### YOUR TASKS
**A.** Retype the part of the passage on Kholajali Pitha between "Bangladeshi rice flour" and "and fluffy texture.", inclusive.
**B.** Answer these questions from the passage on Kholajali Pitha:
(i) In which region of Bangladesh did the pitha originate?
(ii) What is the pitha called in the Noakhali dialect?
(iii) According to the preparation section, what effect does using more eggs have on the pitha?
— START GIVEN TEXT —
Bangladeshi rice flour cake

Kholajali Pitha, Kholaja Pitha, or Khola Pitha is a type of rice flour cake originating from the Noakhali region of southeastern Bangladesh. This traditional pitha is widely popular not only in the greater Noakhali region including Noakhali, Feni, and Lakshmipur districts but also in some neighboring areas of Comilla and Chittagong districts. Traditionally, this pitha is prepared in a clay mold or earthen pan called a khola. This white-colored pitha is circular in shape, filled with numerous tiny holes, and may have either a crispy or soft and fluffy texture.

This pitha closely resembles another traditional Bangladeshi pitha known as Chitoi pitha. Kholajali Pitha is considered a thinner version of Chitoi pitha. For this reason, it is also referred to as "thin Chitoi." It also bears similarities to the popular South Indian dish dosa.

== Name ==
Kholajali Pitha is prepared on a type of earthen griddle called a "khola". This pitha contains numerous tiny holes, giving it a net-like appearance. These two characteristics are the reason behind the name "Kholajali Pitha". It is also known as Kholaja Pitha or Khola Pitha. In the Noakhali dialect, it is called "Kholajali Hida." Because of its close similarity in appearance and taste to "Chitoi Pitha", Kholajali Pitha is also referred to as Thin Chitoi, Khola Chitoi, or Dim Chitoi.

== Ingredients ==
For the pitha dough

- Rice flour
- Egg
- Solt
- Hot water

Additionally, chopped coriander leaves, onions, green chilies, or grated coconut may also be added if desired.

For making Pitha:

- Earthen griddle (khola)
- Round ladle

== Preparation ==
First, rice flour and salt are mixed together to prepare a moderately thin batter or mixture. The process of preparing this batter or dough is very important for making the pitha. It should be neither too thick nor too thin. Then eggs are added to the mixture. The more eggs used, the tastier and softer the pitha becomes. After adding the eggs, the mixture is stirred again thoroughly. If the batter seems too thick, a little water may be added gradually to thin it out.
— END GIVEN TEXT —
— START ENTRIES SHOWN —
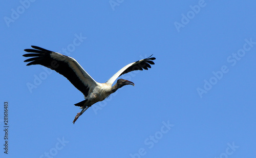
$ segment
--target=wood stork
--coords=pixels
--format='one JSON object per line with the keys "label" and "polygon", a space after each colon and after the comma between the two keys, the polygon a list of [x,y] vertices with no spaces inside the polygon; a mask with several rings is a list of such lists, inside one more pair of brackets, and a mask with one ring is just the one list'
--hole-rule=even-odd
{"label": "wood stork", "polygon": [[40,64],[55,70],[67,78],[84,95],[84,100],[75,104],[80,106],[82,110],[75,117],[73,122],[74,124],[79,117],[93,104],[103,100],[124,85],[134,86],[132,82],[120,79],[116,84],[112,86],[118,77],[135,70],[148,70],[148,68],[151,68],[150,64],[155,64],[152,60],[156,59],[154,57],[151,57],[151,55],[147,58],[129,64],[117,72],[105,83],[100,83],[95,81],[74,58],[39,47],[31,46],[31,47],[34,49],[24,50],[27,52],[35,53],[23,55],[26,57],[32,57],[24,61],[30,62],[27,65]]}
— END ENTRIES SHOWN —
### SET OF ANSWERS
**A.**
Bangladeshi rice flour cake

Kholajali Pitha, Kholaja Pitha, or Khola Pitha is a type of rice flour cake originating from the Noakhali region of southeastern Bangladesh. This traditional pitha is widely popular not only in the greater Noakhali region including Noakhali, Feni, and Lakshmipur districts but also in some neighboring areas of Comilla and Chittagong districts. Traditionally, this pitha is prepared in a clay mold or earthen pan called a khola. This white-colored pitha is circular in shape, filled with numerous tiny holes, and may have either a crispy or soft and fluffy texture.

**B.**
(i) The Noakhali region of southeastern Bangladesh.
(ii) "Kholajali Hida."
(iii) The more eggs used, the tastier and softer the pitha becomes.